SOURCE DOCUMENT ::
+-------+

The fuzzy membership grade displays the first layer outputs. The ith node’s function is constructed using the bell membership expression given by equation (16).

O_{1, i} = m_{Ai} (x) = \frac{1}{(1 + {| (x - C_{i}) / a_{i} |}^{2 b_{i}})}; i = 1, 2

(16)

The membership function’s coefficients are presented by ai, bi, and ci, with Ai representing the linguistic label. The input of node i is denoted by x. To fuzzify the inputs, the AND function is used in the second layer. Equation (17) provides the desired result:

O_{2, i} = w_{i} = μ_{Ai} (x) μ_{Bi} (y); i = 1, 2

(17)

Each Layer 3 node labeled N serves as a fixed node to normalize the shooting forces of the previous layer. The third layer accomplishes the normalizing function using equation (18) to construct its output.

O_{3, i} = \bar{w_{i}} = \frac{w_{i}}{w_{1} + w_{2}}; i = 1, 2

(18)

The output of every node in the fourth layer is the sum of the normalized firing strengths and the first-order polynomial, as described by the following equation.

O_{4, i} = {\bar{w}}_{i} f_{i} = \bar{w_{i}} (p_{i} x + q_{i} y + r_{i}); i = 1, 2

(19)

The parameters p_i, q_i, and r_i are obtained, where w_i represents the third layer output. The model’s output is displayed in the fifth layer, which can be illustrated by equation (20).

O_{5, i} = f = \sum_{i} \bar{w} f_{i} = \frac{\sum_{i} w_{i} f_{i}}{\sum_{i} w_{i}}

(20)

Robust TSMC

As a perspective to enhance control performance, a novel SMC approach called Robust Terminal Sliding Mode (RTSMC) has been recently developed. This innovative approach offers superior characteristics compared to the conventional SMC of a DC-DC converter, such as faster convergence within a finite time. In applications demanding high-precision processing, its usefulness shines, and it speeds up convergence rates in uncertain nonlinear systems of order two or higher, especially close to the chosen equilibrium point.^43,44 The RTSMC is employed to achieve maximum power tracking by ensuring a close alignment between the V_pv and the V_pvref. The SMC approach exhibits extraordinary stability and resilience even in the face of parameter uncertainties, including those linked to input and load changes frequently found in PV systems. Furthermore, the construction of sliding mode controllers is easier than other types of nonlinear controllers. The initial step in the design process is to define the error-tracking parameters (voltage and current), as follows:

S_{1} = e_{1} = V_{pv} - V_{pvref}

(21)

+-------+

INSTRUCTION A ::
Return the rows from the beginning of the rows through the line containing "363 290 L 364", inclusive, and omit any pictures from your answer.
The rows have nothing to do with the passage.

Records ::
+-------+

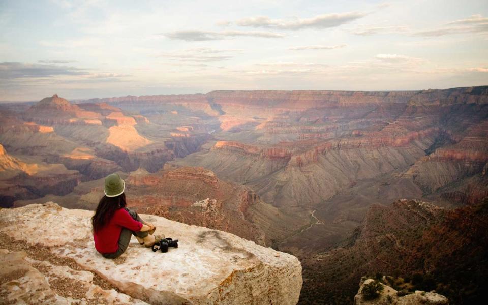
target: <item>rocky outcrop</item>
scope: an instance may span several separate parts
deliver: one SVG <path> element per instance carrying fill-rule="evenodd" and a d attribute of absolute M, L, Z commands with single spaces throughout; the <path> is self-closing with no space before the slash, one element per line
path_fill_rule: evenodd
<path fill-rule="evenodd" d="M 430 284 L 421 290 L 435 289 L 453 303 L 482 302 L 485 285 L 479 279 L 488 270 L 487 204 L 452 210 L 418 200 L 374 205 L 348 244 L 301 260 L 302 295 L 310 300 L 342 296 L 336 301 L 343 302 L 356 293 L 353 282 L 362 274 L 396 272 L 422 274 Z"/>
<path fill-rule="evenodd" d="M 224 232 L 142 215 L 157 234 L 178 238 L 178 248 L 154 253 L 134 240 L 119 258 L 107 259 L 94 247 L 92 214 L 52 203 L 0 210 L 1 247 L 6 248 L 0 264 L 8 274 L 0 286 L 2 298 L 50 304 L 298 301 L 301 267 L 292 255 Z"/>
<path fill-rule="evenodd" d="M 363 290 L 364 286 L 374 282 L 374 280 L 368 279 L 363 282 L 359 288 L 357 294 L 354 296 L 355 305 L 447 305 L 449 301 L 447 298 L 433 292 L 426 292 L 417 290 L 414 293 L 407 294 L 403 296 L 398 296 L 398 291 L 389 286 L 383 283 L 380 285 L 383 286 L 383 291 L 372 300 L 364 299 Z"/>

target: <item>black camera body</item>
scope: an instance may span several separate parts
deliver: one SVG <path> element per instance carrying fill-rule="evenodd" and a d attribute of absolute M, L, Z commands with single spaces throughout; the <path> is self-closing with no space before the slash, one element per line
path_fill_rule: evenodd
<path fill-rule="evenodd" d="M 162 252 L 167 252 L 168 248 L 170 247 L 178 248 L 178 239 L 173 240 L 172 238 L 168 237 L 163 238 L 160 241 L 156 242 L 152 245 L 152 251 L 156 252 L 158 250 L 161 250 Z"/>

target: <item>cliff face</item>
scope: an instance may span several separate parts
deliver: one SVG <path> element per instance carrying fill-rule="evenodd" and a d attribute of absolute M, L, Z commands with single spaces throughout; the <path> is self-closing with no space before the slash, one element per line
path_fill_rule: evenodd
<path fill-rule="evenodd" d="M 0 272 L 7 284 L 0 288 L 2 299 L 41 304 L 298 301 L 301 267 L 289 254 L 225 232 L 142 215 L 157 226 L 157 234 L 179 239 L 178 248 L 155 253 L 134 240 L 121 256 L 107 259 L 93 245 L 92 212 L 52 203 L 0 211 Z"/>
<path fill-rule="evenodd" d="M 420 273 L 432 281 L 429 291 L 435 289 L 453 303 L 482 302 L 486 285 L 481 279 L 488 268 L 483 233 L 488 229 L 487 206 L 485 201 L 449 210 L 407 200 L 373 205 L 348 243 L 302 260 L 303 295 L 353 295 L 357 289 L 354 283 L 365 274 L 411 278 Z"/>

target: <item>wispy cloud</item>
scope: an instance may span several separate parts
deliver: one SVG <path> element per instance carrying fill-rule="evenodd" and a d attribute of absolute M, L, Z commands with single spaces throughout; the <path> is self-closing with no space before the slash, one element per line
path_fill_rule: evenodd
<path fill-rule="evenodd" d="M 488 18 L 478 14 L 473 15 L 466 19 L 448 22 L 439 28 L 415 32 L 412 35 L 415 36 L 438 37 L 485 32 L 488 32 Z"/>
<path fill-rule="evenodd" d="M 242 51 L 238 49 L 213 49 L 211 48 L 192 48 L 174 50 L 159 54 L 156 57 L 166 57 L 181 62 L 218 62 L 232 58 L 223 53 L 235 53 Z"/>
<path fill-rule="evenodd" d="M 132 76 L 130 74 L 120 74 L 119 73 L 90 73 L 82 77 L 85 78 L 118 78 Z"/>
<path fill-rule="evenodd" d="M 72 81 L 88 79 L 119 79 L 131 76 L 129 74 L 119 73 L 90 72 L 87 69 L 75 67 L 60 66 L 55 64 L 40 64 L 17 62 L 0 63 L 0 79 L 15 80 L 22 79 L 33 80 L 40 79 L 47 79 L 56 77 L 66 78 L 68 76 Z M 64 79 L 67 82 L 68 79 Z"/>
<path fill-rule="evenodd" d="M 87 72 L 83 69 L 74 67 L 17 62 L 0 63 L 1 79 L 48 77 L 56 75 L 81 75 L 86 74 Z"/>
<path fill-rule="evenodd" d="M 182 62 L 219 62 L 226 60 L 232 58 L 231 56 L 218 55 L 198 55 L 191 54 L 163 54 L 158 57 L 166 57 L 174 59 Z"/>
<path fill-rule="evenodd" d="M 76 60 L 39 60 L 38 62 L 41 64 L 69 64 L 76 62 Z"/>
<path fill-rule="evenodd" d="M 268 63 L 258 63 L 255 64 L 255 66 L 265 66 L 272 67 L 328 67 L 328 65 L 317 64 L 316 63 L 296 63 L 295 62 L 271 62 Z"/>
<path fill-rule="evenodd" d="M 488 68 L 483 67 L 478 67 L 476 68 L 470 68 L 468 69 L 468 71 L 472 72 L 488 73 Z"/>
<path fill-rule="evenodd" d="M 335 45 L 333 46 L 303 46 L 301 47 L 293 47 L 292 48 L 289 48 L 288 50 L 293 50 L 295 51 L 301 51 L 303 50 L 333 50 L 334 49 L 340 49 L 341 48 L 344 48 L 347 46 L 347 45 L 345 44 Z"/>
<path fill-rule="evenodd" d="M 349 12 L 336 14 L 324 14 L 309 18 L 297 17 L 287 19 L 271 19 L 266 16 L 251 17 L 239 19 L 235 24 L 241 26 L 274 28 L 281 29 L 298 30 L 303 28 L 327 28 L 362 18 L 366 13 Z"/>
<path fill-rule="evenodd" d="M 177 30 L 162 35 L 171 39 L 179 39 L 187 41 L 221 40 L 237 37 L 261 37 L 263 38 L 281 38 L 284 37 L 284 36 L 282 34 L 272 32 L 243 30 L 222 30 L 220 32 L 199 30 Z"/>
<path fill-rule="evenodd" d="M 397 54 L 378 54 L 376 55 L 375 58 L 383 62 L 392 63 L 413 62 L 422 60 L 420 58 L 412 57 L 405 55 L 398 55 Z"/>
<path fill-rule="evenodd" d="M 405 25 L 392 26 L 378 26 L 375 25 L 361 25 L 351 31 L 353 34 L 367 36 L 375 34 L 390 34 L 405 33 L 408 32 L 408 27 Z"/>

+-------+

INSTRUCTION B ::
According to the passage, what function is used in the second layer to fuzzify the inputs?

SOLUTION A ::
target: <item>rocky outcrop</item>
scope: an instance may span several separate parts
deliver: one SVG <path> element per instance carrying fill-rule="evenodd" and a d attribute of absolute M, L, Z commands with single spaces throughout; the <path> is self-closing with no space before the slash, one element per line
path_fill_rule: evenodd
<path fill-rule="evenodd" d="M 430 284 L 421 290 L 435 289 L 453 303 L 482 302 L 485 285 L 479 279 L 488 270 L 487 204 L 452 210 L 418 200 L 374 205 L 348 244 L 301 260 L 302 295 L 310 300 L 342 296 L 336 301 L 343 302 L 356 293 L 353 282 L 362 274 L 396 272 L 422 274 Z"/>
<path fill-rule="evenodd" d="M 224 232 L 142 215 L 157 234 L 178 238 L 178 248 L 154 253 L 134 240 L 119 258 L 107 259 L 94 247 L 92 214 L 52 203 L 0 210 L 1 247 L 6 248 L 0 264 L 8 274 L 0 286 L 2 298 L 50 304 L 298 301 L 301 267 L 292 255 Z"/>
<path fill-rule="evenodd" d="M 363 290 L 364 286 L 374 282 L 374 280 L 368 279 L 363 282 L 359 288 L 357 294 L 354 296 L 355 305 L 447 305 L 449 301 L 447 298 L 433 292 L 426 292 L 417 290 L 414 293 L 407 294 L 403 296 L 398 296 L 398 291 L 389 286 L 383 283 L 380 285 L 383 286 L 383 291 L 372 300 L 364 299 Z"/>

SOLUTION B ::
The AND function.